### Provided entries:
____________________

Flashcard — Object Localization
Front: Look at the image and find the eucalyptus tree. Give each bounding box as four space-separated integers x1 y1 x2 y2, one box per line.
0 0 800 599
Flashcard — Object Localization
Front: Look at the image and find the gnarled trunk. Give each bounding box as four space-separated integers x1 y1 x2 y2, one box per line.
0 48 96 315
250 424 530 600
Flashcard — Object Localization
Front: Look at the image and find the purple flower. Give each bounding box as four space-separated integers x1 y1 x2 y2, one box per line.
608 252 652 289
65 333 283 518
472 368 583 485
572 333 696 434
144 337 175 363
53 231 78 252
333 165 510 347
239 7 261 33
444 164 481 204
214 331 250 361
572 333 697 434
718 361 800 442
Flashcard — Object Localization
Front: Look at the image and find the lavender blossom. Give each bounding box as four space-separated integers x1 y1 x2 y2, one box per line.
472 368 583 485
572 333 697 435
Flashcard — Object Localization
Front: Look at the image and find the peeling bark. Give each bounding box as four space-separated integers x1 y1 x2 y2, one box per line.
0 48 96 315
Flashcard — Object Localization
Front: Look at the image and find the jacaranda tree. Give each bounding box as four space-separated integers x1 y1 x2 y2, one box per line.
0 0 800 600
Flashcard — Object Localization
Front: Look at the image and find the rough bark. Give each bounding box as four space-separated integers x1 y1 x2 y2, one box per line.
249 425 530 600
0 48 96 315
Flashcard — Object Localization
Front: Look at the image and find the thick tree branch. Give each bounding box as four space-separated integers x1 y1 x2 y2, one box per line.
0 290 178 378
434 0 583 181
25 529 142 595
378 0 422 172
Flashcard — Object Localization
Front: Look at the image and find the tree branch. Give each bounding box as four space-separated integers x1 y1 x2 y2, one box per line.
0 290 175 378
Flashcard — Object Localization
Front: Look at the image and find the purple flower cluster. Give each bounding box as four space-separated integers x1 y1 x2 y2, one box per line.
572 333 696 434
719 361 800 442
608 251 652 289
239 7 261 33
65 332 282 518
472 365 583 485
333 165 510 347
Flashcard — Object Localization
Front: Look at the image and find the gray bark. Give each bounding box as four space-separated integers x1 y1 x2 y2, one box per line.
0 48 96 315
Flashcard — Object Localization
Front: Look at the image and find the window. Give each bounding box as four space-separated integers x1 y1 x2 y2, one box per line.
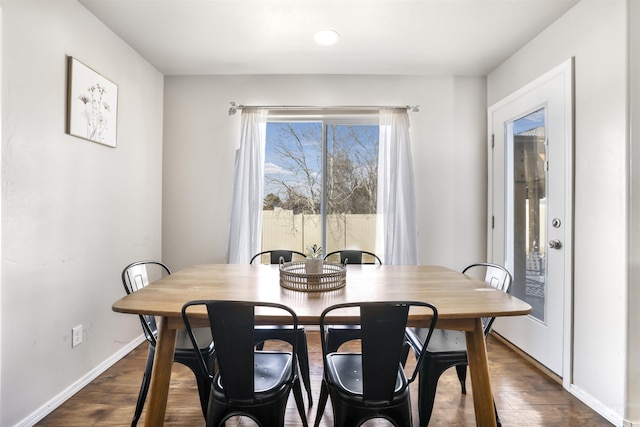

____________________

Turn the whole listing above into a numbered list, skipping any blank lines and leaving out the pictures.

1. Flashcard — Object Localization
2. Front: Look at the image and find the eucalyptus tree. Give each bounding box as four space-separated integers x1 y1 x2 y2, one box per line.
3. 0 0 800 599
4. Flashcard — Object Localization
5. Front: Look at the image and find the gnarled trunk. Give each bounding box as four space-separated integers x1 y1 x2 y2, one box per line.
6. 0 48 96 315
7. 250 424 530 600
8. Flashcard — Object Localization
9. Front: Look at the image and find the purple flower. Give each bounding box as four space-separated integers x1 y1 x2 y2, one box per line.
10. 608 252 652 289
11. 65 333 283 518
12. 472 368 583 485
13. 572 333 696 434
14. 144 337 175 363
15. 53 231 78 252
16. 333 165 510 347
17. 239 7 261 33
18. 444 164 481 204
19. 214 331 250 361
20. 572 333 697 434
21. 718 361 800 442
22. Flashcard — Object Localization
23. Front: Look at the image and find the lavender blossom. Give each bounding box as four space-separated integers x1 y1 x2 y2, one box per line.
24. 472 368 583 485
25. 572 333 697 435
26. Flashcard — Object Localization
27. Front: Look at the image and find the peeling bark. Give each bounding box as four space-separated integers x1 y1 x2 y2, one box per line.
28. 0 48 96 315
29. Flashcard — Object Localization
30. Front: Look at the image and find the jacaranda tree. Give each bounding box as four space-separated integers x1 y1 x2 y2, one box per line.
31. 0 0 800 600
32. Flashcard — Object Localization
33. Front: Look at the image and find the rough bark. Give each bounding box as four space-separated integers x1 y1 x2 y2, one box per line.
34. 249 425 530 600
35. 0 48 96 315
36. Flashcard — Object Localization
37. Front: Look at the image and find the thick tree branch. Give each bounding box as four space-separated integers x1 y1 x2 y2, one box per line.
38. 0 290 178 378
39. 434 0 583 181
40. 25 529 142 595
41. 378 0 422 172
42. Flashcard — Object Localization
43. Front: Look at the image and find the tree branch. Give each bounding box as four space-separated integers x1 y1 x2 y2, one box per line.
44. 0 290 175 378
45. Flashcard — Object Localization
46. Front: Look at the image and find the purple flower cluster. Give each bounding box as four space-separated integers x1 y1 x2 y2, one box per line.
47. 572 333 696 434
48. 719 361 800 442
49. 608 251 652 289
50. 239 7 261 33
51. 65 332 282 518
52. 472 365 583 485
53. 333 165 510 347
54. Flashcard — Object Localization
55. Front: Look at the image and find the gray bark. Give each bounding box as four space-separated integers x1 y1 x2 y2, one box per line.
56. 0 48 96 315
57. Flashcard — Object Localization
58. Front: Look at the image and find the window. Give each bounding box as four space-separated integers x1 y1 x2 y2, one box per line.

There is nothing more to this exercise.